TASK INSTRUCTIONS → Count the lines of the material below that contain the string "control", treating uppercase and lowercase letters as distinct, and give only the resulting number.

SOURCE MATERIAL →
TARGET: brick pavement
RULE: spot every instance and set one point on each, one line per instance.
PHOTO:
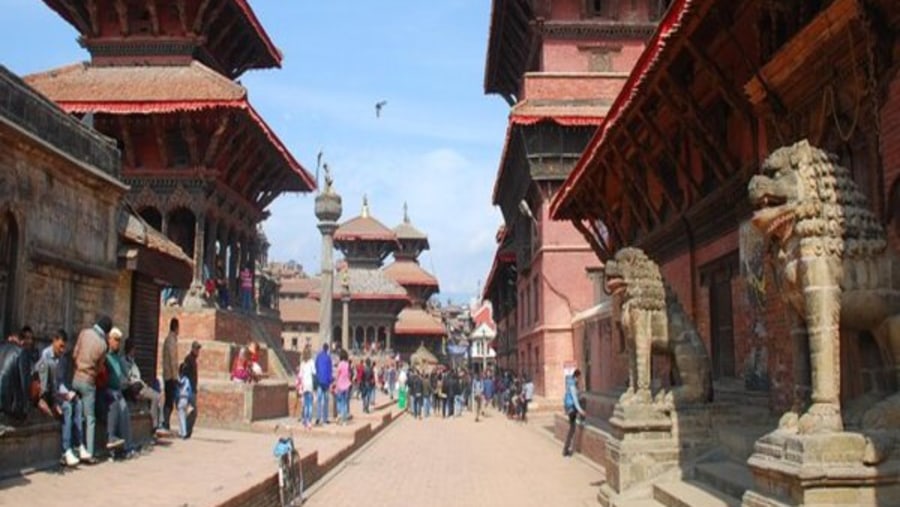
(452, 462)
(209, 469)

---

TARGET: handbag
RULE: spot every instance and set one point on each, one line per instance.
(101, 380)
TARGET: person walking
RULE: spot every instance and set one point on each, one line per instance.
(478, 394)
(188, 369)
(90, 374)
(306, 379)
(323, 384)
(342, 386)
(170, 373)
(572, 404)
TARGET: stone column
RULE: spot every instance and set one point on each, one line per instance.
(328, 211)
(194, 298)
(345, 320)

...

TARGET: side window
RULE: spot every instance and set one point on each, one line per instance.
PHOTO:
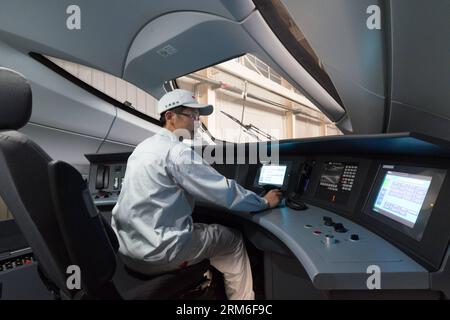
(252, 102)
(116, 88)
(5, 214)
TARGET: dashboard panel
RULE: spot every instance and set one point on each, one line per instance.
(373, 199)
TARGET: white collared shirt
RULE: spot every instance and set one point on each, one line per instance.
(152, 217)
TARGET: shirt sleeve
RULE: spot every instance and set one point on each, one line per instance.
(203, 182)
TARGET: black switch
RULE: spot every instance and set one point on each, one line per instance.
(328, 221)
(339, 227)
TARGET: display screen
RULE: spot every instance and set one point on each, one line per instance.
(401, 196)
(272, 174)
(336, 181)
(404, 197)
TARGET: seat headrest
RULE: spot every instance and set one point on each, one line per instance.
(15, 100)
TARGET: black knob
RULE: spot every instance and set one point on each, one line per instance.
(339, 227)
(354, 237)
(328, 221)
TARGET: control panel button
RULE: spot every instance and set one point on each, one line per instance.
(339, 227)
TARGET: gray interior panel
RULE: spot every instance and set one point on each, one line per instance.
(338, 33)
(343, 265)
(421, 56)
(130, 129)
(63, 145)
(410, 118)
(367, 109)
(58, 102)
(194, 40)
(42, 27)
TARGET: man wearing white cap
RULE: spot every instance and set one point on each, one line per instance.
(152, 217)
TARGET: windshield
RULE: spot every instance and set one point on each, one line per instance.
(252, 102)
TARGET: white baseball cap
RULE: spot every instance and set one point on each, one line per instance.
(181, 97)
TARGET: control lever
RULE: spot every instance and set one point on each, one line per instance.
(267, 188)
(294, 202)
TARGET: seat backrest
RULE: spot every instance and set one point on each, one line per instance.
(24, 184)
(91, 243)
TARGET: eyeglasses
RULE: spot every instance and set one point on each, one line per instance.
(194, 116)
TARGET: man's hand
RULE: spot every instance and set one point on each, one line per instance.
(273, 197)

TASK RESPONSE → 2